**Problem to work on:**
Write out the Netflix subscriber text below word for word, from "The massive subscriber" to "the lockdown economy.".

**Passage provided:**
------------------------

The massive subscriber boost Netflix received from the lockdowns has ended.
Forced stay-at-home orders propelled Netflix’s fastest subscriber additions in its twenty-three year history.
The streaming leader added 26 million subscribers in the first half of 2020, making it one of the biggest winners of the lockdown economy.
After a record-setting first half of the year, Netflix only added 2.2 million global subscribers in the third quarter of 2020 on its prediction of 2.5 million, and well short of analysts’ 3.6 million forecasts.
The 2.2 million new subscribers were well below the 16 million and 10 million Netflix added in the first and second quarters, respectively. The third quarter subscriber additions were a significant drop from the record-setting 26 million added by Netflix in the first two quarters propelled by government-mandated lockdowns.

------------------------

**Entries provided:**
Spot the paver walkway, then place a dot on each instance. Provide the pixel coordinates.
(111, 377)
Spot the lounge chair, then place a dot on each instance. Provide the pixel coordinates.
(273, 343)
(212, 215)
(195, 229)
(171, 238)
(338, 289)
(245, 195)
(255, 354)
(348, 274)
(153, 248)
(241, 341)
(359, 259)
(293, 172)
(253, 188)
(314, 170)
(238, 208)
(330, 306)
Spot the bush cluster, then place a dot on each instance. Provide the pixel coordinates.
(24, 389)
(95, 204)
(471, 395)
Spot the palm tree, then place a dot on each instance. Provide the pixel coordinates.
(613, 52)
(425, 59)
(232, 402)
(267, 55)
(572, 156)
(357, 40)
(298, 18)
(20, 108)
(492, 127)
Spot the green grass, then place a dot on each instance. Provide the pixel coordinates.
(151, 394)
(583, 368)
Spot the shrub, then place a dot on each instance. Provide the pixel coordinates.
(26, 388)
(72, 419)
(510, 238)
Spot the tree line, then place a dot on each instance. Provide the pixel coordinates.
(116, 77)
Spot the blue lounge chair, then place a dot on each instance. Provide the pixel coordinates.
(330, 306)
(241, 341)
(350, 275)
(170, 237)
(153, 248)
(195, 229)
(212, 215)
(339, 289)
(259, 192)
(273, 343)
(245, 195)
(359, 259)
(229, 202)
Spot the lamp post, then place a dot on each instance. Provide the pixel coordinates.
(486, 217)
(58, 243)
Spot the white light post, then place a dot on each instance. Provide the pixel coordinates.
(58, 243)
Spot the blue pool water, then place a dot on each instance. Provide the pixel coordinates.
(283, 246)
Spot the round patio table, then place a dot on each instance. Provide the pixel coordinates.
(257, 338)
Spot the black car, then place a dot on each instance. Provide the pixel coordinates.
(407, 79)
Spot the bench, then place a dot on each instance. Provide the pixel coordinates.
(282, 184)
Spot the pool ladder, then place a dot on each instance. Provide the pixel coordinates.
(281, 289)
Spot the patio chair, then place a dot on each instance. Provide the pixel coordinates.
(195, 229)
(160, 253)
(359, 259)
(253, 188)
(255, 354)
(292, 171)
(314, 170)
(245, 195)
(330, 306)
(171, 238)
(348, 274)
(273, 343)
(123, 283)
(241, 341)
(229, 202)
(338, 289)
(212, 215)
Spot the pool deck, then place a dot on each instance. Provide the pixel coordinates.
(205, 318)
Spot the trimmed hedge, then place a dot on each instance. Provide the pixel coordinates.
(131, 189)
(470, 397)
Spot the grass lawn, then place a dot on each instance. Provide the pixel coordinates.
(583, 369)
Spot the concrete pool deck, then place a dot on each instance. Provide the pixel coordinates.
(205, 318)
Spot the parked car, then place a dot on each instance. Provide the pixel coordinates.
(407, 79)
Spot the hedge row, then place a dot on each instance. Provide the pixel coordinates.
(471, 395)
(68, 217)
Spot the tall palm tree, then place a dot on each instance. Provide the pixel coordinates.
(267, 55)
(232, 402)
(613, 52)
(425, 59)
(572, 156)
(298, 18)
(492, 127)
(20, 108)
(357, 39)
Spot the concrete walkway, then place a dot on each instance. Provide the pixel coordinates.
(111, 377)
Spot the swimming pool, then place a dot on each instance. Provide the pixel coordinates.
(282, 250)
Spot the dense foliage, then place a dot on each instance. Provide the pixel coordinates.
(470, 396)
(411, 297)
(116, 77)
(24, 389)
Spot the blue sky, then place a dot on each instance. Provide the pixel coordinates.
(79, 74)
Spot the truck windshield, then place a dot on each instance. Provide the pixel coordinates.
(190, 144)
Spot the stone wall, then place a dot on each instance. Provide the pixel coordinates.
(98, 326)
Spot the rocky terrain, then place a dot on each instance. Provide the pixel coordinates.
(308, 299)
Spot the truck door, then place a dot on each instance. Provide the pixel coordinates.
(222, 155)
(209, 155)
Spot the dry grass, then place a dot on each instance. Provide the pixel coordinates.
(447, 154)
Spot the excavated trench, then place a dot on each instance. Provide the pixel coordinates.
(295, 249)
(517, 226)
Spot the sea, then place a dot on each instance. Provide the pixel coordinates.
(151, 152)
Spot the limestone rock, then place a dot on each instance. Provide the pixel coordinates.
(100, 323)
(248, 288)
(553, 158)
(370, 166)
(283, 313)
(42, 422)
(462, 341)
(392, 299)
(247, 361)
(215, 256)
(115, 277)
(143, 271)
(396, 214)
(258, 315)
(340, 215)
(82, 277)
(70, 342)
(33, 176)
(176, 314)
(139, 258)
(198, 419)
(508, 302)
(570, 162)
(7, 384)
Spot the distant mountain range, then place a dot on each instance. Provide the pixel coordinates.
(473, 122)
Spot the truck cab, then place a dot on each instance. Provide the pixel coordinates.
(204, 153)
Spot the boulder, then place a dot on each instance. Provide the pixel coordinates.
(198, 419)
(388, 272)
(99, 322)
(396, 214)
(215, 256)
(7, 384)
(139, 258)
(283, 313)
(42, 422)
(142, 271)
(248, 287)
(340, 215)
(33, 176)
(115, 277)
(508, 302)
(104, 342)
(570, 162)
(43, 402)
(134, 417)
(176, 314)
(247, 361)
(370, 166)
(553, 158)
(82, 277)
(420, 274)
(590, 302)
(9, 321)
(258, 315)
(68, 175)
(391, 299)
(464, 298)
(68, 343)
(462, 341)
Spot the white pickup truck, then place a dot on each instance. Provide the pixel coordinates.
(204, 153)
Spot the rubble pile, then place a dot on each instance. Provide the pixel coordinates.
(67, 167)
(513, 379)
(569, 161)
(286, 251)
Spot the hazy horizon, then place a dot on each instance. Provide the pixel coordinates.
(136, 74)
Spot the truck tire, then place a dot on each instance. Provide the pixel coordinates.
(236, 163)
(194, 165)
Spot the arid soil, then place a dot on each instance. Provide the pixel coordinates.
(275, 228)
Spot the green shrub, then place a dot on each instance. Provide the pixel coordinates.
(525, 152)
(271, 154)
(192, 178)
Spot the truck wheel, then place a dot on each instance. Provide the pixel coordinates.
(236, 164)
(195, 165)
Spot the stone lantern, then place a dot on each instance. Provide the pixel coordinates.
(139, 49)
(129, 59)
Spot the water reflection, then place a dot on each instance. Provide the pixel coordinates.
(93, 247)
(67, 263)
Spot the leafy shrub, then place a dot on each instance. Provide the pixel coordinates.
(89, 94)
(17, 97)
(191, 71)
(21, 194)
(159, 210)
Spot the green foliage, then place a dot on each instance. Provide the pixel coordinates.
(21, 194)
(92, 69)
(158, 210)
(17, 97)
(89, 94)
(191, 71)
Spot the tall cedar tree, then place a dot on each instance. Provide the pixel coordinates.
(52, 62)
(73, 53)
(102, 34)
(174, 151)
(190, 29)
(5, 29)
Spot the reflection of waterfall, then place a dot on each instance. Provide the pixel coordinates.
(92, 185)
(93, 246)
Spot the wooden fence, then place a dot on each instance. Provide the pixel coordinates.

------------------------

**Exercise result:**
The massive subscriber boost Netflix received from the lockdowns has ended.
Forced stay-at-home orders propelled Netflix’s fastest subscriber additions in its twenty-three year history.
The streaming leader added 26 million subscribers in the first half of 2020, making it one of the biggest winners of the lockdown economy.